* [Task]: Pick out each line in the items below that contains the word "shirt", and copy those lines.

◇ ◇ ◇ ◇

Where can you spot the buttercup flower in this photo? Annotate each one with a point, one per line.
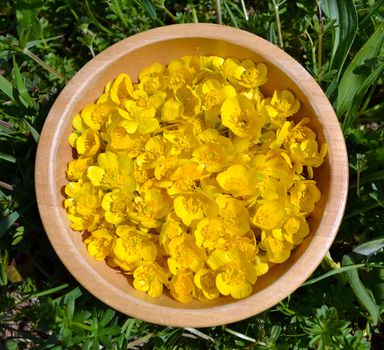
(182, 287)
(269, 215)
(95, 116)
(117, 204)
(240, 116)
(193, 178)
(132, 247)
(194, 206)
(99, 243)
(234, 273)
(205, 280)
(237, 180)
(280, 106)
(112, 172)
(150, 278)
(77, 168)
(185, 255)
(305, 194)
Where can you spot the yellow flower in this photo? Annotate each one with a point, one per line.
(150, 278)
(209, 232)
(154, 148)
(212, 156)
(179, 75)
(172, 110)
(213, 93)
(280, 106)
(83, 205)
(185, 255)
(277, 249)
(138, 119)
(150, 207)
(194, 206)
(152, 78)
(269, 215)
(305, 195)
(235, 215)
(235, 275)
(79, 126)
(83, 198)
(120, 89)
(182, 287)
(121, 141)
(289, 133)
(295, 229)
(182, 141)
(171, 228)
(205, 280)
(246, 73)
(112, 172)
(77, 168)
(193, 175)
(99, 243)
(237, 180)
(308, 154)
(132, 247)
(95, 116)
(246, 245)
(190, 101)
(88, 143)
(185, 178)
(117, 204)
(240, 116)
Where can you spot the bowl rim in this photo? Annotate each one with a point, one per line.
(45, 185)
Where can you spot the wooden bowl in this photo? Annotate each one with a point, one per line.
(162, 45)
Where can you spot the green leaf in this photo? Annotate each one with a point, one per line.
(6, 87)
(24, 96)
(35, 134)
(364, 296)
(149, 8)
(361, 73)
(370, 248)
(7, 157)
(7, 222)
(343, 14)
(377, 5)
(28, 25)
(107, 317)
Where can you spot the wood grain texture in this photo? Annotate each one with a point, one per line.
(162, 45)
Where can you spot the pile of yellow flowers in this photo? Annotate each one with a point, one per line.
(192, 179)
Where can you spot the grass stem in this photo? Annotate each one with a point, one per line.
(276, 6)
(43, 64)
(218, 12)
(243, 7)
(320, 44)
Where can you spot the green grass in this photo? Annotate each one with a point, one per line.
(44, 43)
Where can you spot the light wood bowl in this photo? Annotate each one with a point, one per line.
(162, 45)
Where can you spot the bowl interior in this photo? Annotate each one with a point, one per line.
(163, 45)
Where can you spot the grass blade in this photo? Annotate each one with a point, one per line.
(343, 13)
(6, 87)
(24, 96)
(28, 24)
(364, 296)
(370, 248)
(7, 222)
(354, 79)
(372, 11)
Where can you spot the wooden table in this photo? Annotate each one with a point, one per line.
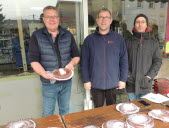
(99, 115)
(45, 122)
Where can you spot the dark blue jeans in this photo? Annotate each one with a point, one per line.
(60, 92)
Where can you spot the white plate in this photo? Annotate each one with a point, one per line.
(159, 114)
(66, 78)
(127, 108)
(114, 124)
(140, 121)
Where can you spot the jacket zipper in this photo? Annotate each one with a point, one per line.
(104, 62)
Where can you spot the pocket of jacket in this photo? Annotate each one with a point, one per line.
(130, 80)
(146, 83)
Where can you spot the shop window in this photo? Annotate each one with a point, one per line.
(124, 12)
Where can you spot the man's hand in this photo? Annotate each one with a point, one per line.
(48, 75)
(69, 66)
(87, 85)
(121, 85)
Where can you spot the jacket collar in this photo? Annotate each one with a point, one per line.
(61, 30)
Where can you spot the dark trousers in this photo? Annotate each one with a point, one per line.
(99, 96)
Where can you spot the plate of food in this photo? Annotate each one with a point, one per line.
(63, 74)
(114, 124)
(159, 114)
(22, 124)
(140, 121)
(127, 108)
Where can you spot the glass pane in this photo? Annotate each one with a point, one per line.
(19, 19)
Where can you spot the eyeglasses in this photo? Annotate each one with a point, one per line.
(102, 17)
(51, 17)
(140, 22)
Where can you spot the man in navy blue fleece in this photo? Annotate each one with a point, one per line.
(104, 62)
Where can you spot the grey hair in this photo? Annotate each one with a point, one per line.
(104, 10)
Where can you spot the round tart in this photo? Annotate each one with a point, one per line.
(140, 121)
(159, 114)
(63, 74)
(114, 124)
(127, 108)
(22, 124)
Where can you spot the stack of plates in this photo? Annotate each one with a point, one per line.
(127, 108)
(140, 121)
(22, 124)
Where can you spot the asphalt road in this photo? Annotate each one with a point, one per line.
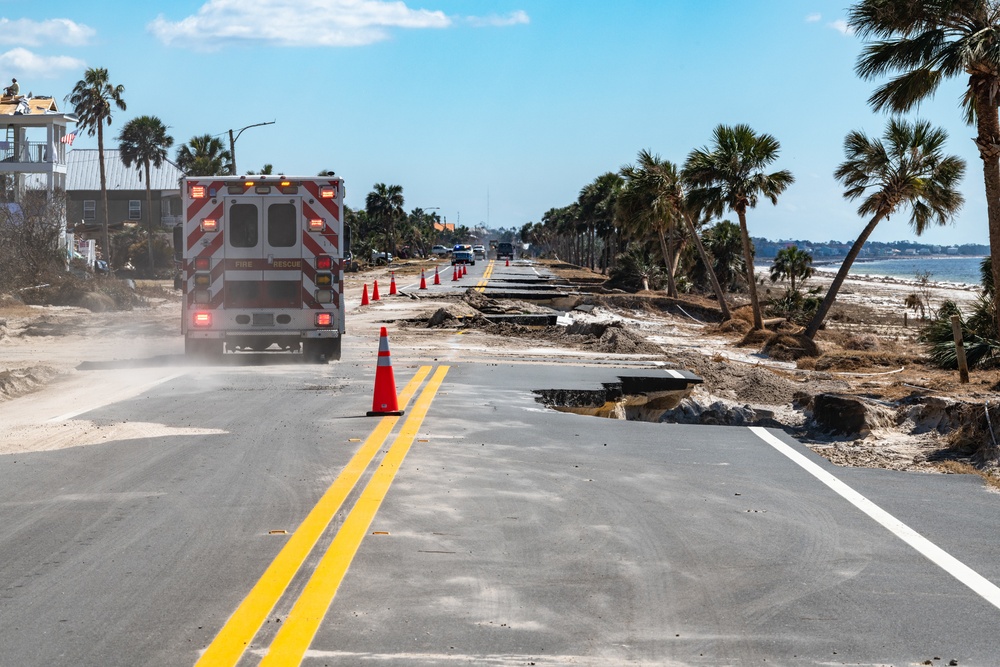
(483, 529)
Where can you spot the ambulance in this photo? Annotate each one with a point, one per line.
(261, 265)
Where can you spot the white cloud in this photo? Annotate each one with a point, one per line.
(293, 23)
(35, 33)
(519, 17)
(840, 25)
(24, 64)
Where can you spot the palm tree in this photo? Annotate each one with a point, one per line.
(144, 142)
(646, 207)
(724, 244)
(204, 155)
(906, 167)
(664, 179)
(731, 176)
(597, 209)
(923, 43)
(91, 98)
(384, 205)
(791, 263)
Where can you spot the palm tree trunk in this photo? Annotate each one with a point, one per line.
(149, 220)
(845, 268)
(106, 240)
(988, 141)
(708, 267)
(758, 321)
(667, 257)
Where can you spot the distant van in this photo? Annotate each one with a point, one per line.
(505, 250)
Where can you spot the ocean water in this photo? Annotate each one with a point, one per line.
(963, 270)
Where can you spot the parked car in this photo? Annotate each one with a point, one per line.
(463, 257)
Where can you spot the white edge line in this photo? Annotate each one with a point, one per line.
(137, 390)
(975, 581)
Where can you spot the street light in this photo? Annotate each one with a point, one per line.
(232, 143)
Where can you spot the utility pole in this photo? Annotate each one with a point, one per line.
(232, 144)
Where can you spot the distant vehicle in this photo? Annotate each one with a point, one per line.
(505, 250)
(463, 257)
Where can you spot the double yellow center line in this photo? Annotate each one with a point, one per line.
(292, 641)
(481, 285)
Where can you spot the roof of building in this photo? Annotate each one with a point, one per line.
(36, 105)
(82, 172)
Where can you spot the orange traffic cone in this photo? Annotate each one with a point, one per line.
(384, 402)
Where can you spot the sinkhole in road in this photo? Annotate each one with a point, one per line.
(629, 397)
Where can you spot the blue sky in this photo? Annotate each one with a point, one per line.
(493, 111)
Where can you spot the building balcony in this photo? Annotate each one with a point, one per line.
(29, 152)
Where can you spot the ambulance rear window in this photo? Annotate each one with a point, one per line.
(282, 232)
(243, 230)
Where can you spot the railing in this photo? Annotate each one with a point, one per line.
(28, 151)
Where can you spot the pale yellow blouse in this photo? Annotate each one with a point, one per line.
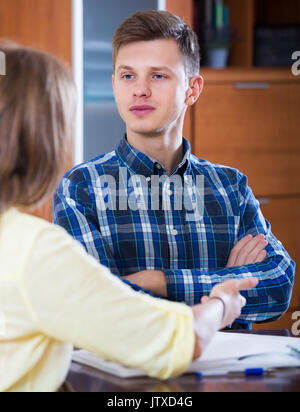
(53, 296)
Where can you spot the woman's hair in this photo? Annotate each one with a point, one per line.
(37, 108)
(155, 25)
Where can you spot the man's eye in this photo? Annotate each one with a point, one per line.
(127, 76)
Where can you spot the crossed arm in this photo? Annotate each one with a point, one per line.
(265, 259)
(249, 250)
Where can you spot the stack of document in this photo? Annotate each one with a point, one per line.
(227, 353)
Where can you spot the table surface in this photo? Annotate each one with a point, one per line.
(85, 379)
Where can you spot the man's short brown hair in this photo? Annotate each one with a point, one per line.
(37, 105)
(156, 25)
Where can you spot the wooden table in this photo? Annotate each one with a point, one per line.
(86, 379)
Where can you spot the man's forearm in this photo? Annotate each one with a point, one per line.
(153, 280)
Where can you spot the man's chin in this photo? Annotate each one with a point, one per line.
(148, 132)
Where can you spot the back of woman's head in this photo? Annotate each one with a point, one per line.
(37, 106)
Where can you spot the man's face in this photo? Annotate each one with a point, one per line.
(150, 86)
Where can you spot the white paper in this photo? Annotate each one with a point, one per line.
(221, 356)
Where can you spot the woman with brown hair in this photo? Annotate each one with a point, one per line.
(52, 294)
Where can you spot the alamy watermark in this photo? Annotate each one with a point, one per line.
(2, 64)
(140, 193)
(296, 65)
(296, 325)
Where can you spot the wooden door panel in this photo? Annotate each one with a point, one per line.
(256, 131)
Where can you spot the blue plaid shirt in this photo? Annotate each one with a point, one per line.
(192, 253)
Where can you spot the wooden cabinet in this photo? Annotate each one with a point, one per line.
(249, 119)
(43, 24)
(252, 123)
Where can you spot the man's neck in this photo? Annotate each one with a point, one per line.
(167, 149)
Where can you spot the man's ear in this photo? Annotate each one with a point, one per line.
(195, 88)
(113, 83)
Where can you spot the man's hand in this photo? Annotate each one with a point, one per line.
(153, 280)
(248, 250)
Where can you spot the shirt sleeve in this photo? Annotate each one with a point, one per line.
(271, 298)
(71, 298)
(74, 210)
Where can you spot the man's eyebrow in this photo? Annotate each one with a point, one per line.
(162, 68)
(124, 68)
(154, 69)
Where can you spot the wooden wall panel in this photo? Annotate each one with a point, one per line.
(185, 10)
(43, 24)
(255, 131)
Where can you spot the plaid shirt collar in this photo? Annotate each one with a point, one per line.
(143, 165)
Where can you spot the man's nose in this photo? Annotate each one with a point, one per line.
(142, 88)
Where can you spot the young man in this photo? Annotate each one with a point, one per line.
(127, 207)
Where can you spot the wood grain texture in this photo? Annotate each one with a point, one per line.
(255, 131)
(43, 24)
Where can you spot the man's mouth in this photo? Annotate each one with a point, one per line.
(142, 110)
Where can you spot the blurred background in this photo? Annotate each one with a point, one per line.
(247, 117)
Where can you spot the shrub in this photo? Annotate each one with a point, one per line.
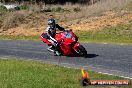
(3, 8)
(24, 7)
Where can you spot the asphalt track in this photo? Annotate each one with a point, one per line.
(107, 58)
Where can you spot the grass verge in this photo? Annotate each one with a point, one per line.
(16, 73)
(121, 33)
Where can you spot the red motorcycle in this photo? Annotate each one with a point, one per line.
(68, 43)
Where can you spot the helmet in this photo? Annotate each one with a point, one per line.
(51, 22)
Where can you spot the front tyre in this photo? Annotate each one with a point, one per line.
(82, 51)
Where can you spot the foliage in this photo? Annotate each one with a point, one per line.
(18, 73)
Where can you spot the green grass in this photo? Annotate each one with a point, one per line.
(20, 73)
(121, 33)
(7, 37)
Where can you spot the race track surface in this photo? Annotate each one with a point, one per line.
(106, 58)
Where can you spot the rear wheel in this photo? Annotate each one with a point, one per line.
(82, 51)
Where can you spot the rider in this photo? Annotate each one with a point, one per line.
(51, 31)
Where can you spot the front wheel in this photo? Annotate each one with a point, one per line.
(82, 51)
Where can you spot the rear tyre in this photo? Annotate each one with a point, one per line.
(82, 51)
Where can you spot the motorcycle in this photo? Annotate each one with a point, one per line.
(68, 43)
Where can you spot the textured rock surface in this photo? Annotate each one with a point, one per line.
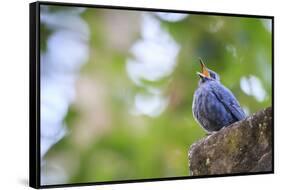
(245, 146)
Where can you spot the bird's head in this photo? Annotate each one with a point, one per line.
(207, 74)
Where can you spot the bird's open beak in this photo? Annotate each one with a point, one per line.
(204, 72)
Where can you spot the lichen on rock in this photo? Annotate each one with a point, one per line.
(243, 147)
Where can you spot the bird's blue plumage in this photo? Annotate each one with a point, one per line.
(214, 106)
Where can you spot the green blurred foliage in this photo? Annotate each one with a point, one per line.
(140, 147)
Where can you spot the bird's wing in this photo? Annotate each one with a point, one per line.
(229, 101)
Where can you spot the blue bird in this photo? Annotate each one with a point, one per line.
(214, 106)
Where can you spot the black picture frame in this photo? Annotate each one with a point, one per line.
(34, 92)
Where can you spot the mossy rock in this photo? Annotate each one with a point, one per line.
(243, 147)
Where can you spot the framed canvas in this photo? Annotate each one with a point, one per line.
(126, 94)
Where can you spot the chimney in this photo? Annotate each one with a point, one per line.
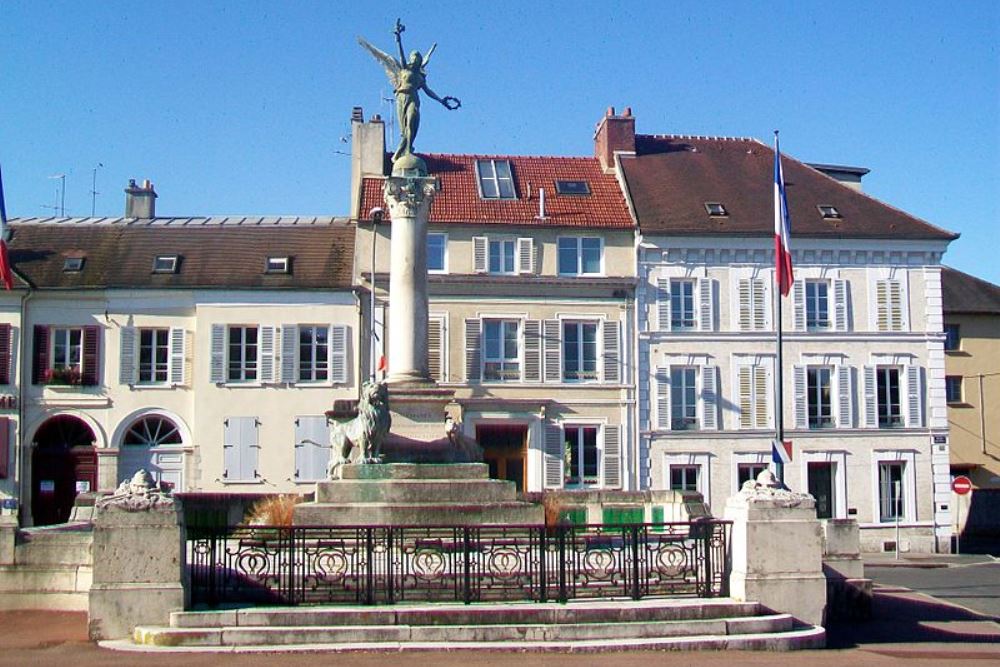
(140, 200)
(614, 134)
(367, 154)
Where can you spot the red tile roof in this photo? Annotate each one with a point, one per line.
(672, 177)
(459, 202)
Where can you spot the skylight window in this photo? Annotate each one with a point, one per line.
(572, 187)
(496, 180)
(715, 209)
(165, 263)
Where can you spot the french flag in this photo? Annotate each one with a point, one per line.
(782, 253)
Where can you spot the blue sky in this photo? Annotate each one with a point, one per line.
(243, 107)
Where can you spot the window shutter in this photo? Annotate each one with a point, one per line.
(480, 246)
(473, 350)
(126, 362)
(91, 356)
(914, 397)
(840, 314)
(706, 304)
(553, 350)
(663, 304)
(612, 354)
(532, 351)
(612, 457)
(338, 353)
(845, 397)
(663, 398)
(801, 399)
(799, 304)
(218, 369)
(554, 456)
(871, 404)
(40, 351)
(178, 344)
(709, 398)
(525, 255)
(289, 353)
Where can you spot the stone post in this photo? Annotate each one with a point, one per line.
(777, 549)
(137, 560)
(409, 200)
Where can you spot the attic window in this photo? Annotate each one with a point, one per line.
(278, 265)
(496, 180)
(828, 211)
(165, 263)
(715, 209)
(572, 187)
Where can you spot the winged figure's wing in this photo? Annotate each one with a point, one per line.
(388, 63)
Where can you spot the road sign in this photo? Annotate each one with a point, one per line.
(961, 485)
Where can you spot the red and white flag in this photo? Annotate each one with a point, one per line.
(783, 277)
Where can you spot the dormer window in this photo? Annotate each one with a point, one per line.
(165, 263)
(496, 180)
(278, 265)
(715, 209)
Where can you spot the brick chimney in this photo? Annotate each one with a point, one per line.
(140, 200)
(614, 134)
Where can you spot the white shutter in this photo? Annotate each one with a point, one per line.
(473, 350)
(845, 397)
(218, 368)
(480, 251)
(799, 304)
(178, 341)
(552, 347)
(801, 385)
(338, 353)
(612, 457)
(525, 255)
(840, 311)
(709, 398)
(554, 456)
(126, 364)
(663, 398)
(289, 353)
(871, 398)
(612, 353)
(663, 304)
(706, 304)
(267, 342)
(532, 351)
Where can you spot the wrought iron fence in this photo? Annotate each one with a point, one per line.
(387, 564)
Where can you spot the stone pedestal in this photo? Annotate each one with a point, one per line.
(777, 550)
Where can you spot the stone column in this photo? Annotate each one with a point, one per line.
(409, 200)
(777, 549)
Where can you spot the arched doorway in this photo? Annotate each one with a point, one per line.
(153, 442)
(63, 465)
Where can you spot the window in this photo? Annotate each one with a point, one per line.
(579, 351)
(582, 456)
(818, 398)
(436, 256)
(892, 505)
(887, 386)
(817, 305)
(242, 365)
(683, 398)
(314, 353)
(952, 337)
(682, 305)
(953, 388)
(495, 179)
(579, 255)
(154, 355)
(501, 354)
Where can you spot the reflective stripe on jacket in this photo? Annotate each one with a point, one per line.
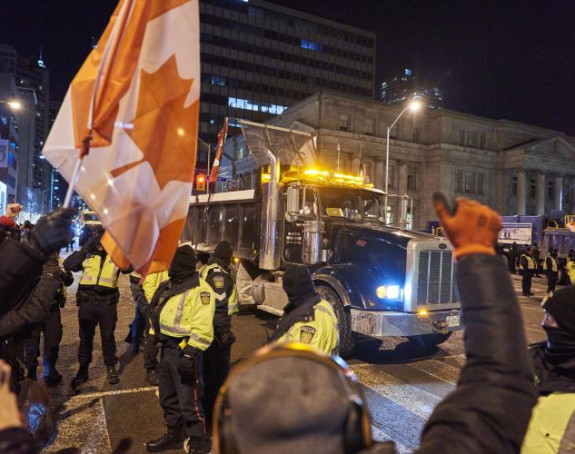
(190, 314)
(527, 262)
(232, 298)
(552, 264)
(552, 426)
(321, 333)
(96, 272)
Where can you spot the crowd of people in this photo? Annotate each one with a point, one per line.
(509, 398)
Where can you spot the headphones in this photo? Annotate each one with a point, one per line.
(357, 429)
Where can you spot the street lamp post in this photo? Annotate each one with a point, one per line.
(414, 106)
(209, 147)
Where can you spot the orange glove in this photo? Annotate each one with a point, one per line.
(472, 228)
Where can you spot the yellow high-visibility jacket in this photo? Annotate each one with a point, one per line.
(552, 425)
(97, 272)
(222, 293)
(190, 314)
(550, 263)
(528, 262)
(321, 333)
(571, 271)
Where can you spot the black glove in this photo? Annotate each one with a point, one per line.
(52, 232)
(187, 363)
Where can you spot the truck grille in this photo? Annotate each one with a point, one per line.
(435, 280)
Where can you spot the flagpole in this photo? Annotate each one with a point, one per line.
(73, 182)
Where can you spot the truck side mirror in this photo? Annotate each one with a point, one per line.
(293, 204)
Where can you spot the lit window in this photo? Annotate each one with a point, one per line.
(310, 45)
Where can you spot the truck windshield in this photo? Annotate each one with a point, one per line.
(351, 204)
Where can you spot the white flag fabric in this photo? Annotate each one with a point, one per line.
(137, 99)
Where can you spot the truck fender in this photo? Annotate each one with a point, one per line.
(335, 284)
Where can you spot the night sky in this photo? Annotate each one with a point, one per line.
(507, 59)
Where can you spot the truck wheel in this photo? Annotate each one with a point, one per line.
(343, 317)
(429, 340)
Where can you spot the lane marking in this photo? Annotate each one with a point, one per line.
(114, 393)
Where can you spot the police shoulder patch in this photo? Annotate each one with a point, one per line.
(306, 334)
(219, 282)
(205, 298)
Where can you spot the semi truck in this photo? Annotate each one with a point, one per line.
(381, 280)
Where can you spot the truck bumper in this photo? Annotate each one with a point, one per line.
(385, 323)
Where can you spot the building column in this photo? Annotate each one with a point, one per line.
(558, 188)
(379, 182)
(402, 182)
(521, 192)
(540, 194)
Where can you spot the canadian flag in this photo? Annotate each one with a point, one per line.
(135, 105)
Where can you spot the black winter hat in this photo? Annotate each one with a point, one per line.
(224, 251)
(562, 307)
(184, 263)
(308, 415)
(297, 281)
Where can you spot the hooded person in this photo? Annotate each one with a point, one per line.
(280, 403)
(319, 408)
(97, 299)
(552, 426)
(217, 357)
(307, 318)
(182, 314)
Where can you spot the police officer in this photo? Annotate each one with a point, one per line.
(307, 317)
(183, 315)
(51, 326)
(217, 358)
(97, 299)
(570, 267)
(527, 267)
(551, 269)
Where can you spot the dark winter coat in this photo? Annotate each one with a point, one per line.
(20, 271)
(490, 409)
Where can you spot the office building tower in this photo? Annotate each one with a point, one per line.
(259, 58)
(405, 86)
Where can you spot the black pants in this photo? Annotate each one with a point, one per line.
(526, 281)
(552, 277)
(52, 329)
(98, 310)
(216, 370)
(181, 399)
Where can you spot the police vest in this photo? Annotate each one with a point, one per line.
(553, 264)
(552, 425)
(100, 272)
(321, 333)
(152, 282)
(530, 262)
(233, 306)
(190, 315)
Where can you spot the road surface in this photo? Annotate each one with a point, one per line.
(402, 384)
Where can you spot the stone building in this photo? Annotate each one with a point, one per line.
(513, 167)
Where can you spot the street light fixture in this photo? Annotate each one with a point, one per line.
(14, 104)
(414, 105)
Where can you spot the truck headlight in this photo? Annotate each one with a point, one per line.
(389, 292)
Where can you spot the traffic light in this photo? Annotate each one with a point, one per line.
(201, 183)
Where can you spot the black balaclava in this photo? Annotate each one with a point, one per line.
(183, 265)
(561, 339)
(297, 283)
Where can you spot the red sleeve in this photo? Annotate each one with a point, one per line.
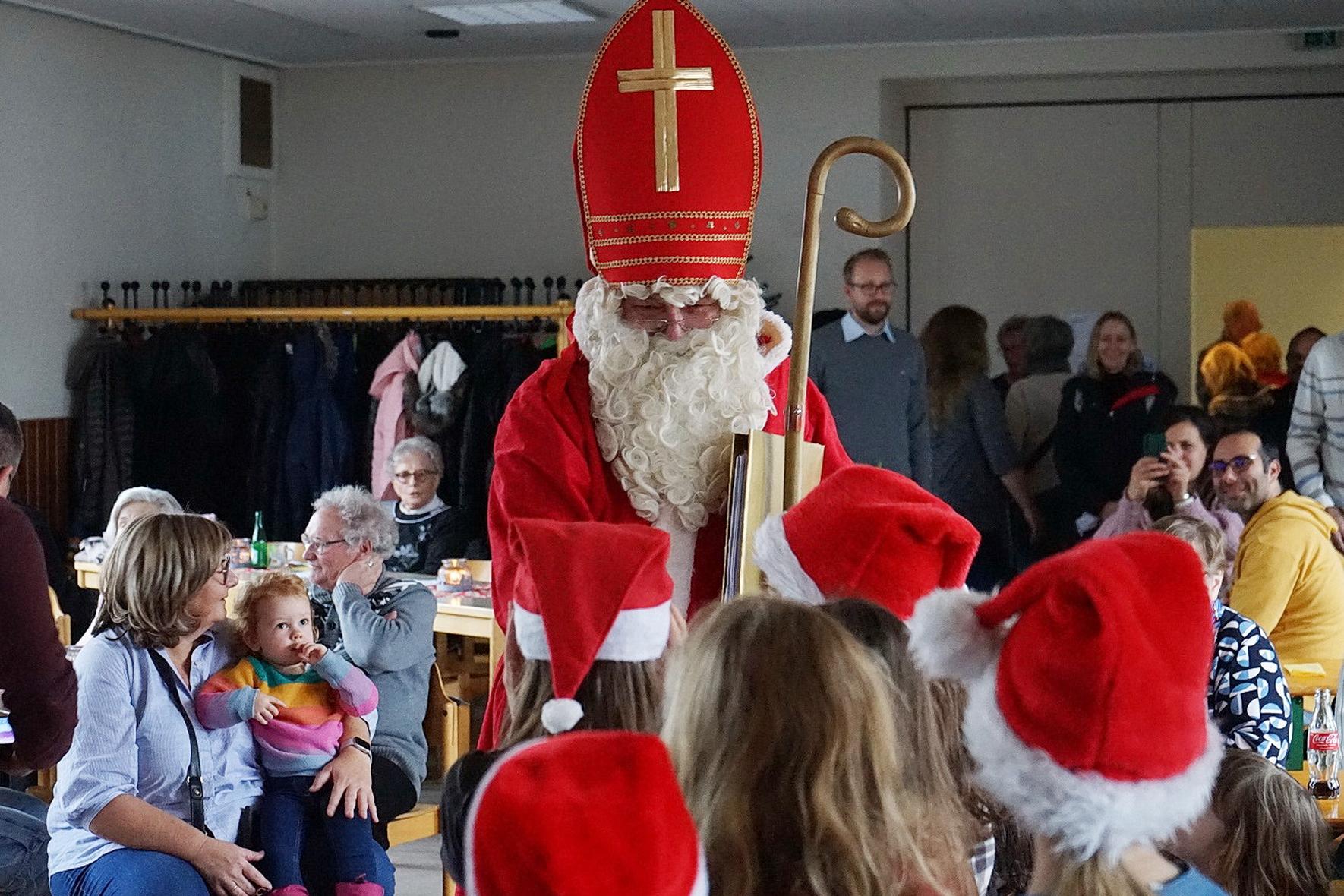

◇ ◇ ◇ ◇

* [Result of this exercise]:
Where can you spot the blue plaid shirt in this photo? Annotate each one with a point, one per line.
Where can you spot the shirt sleeve in this photo? Annotate each one with a point, one per line.
Where can you spot the plaid shirt collar in this photo? Annotate each one with a point, one per line.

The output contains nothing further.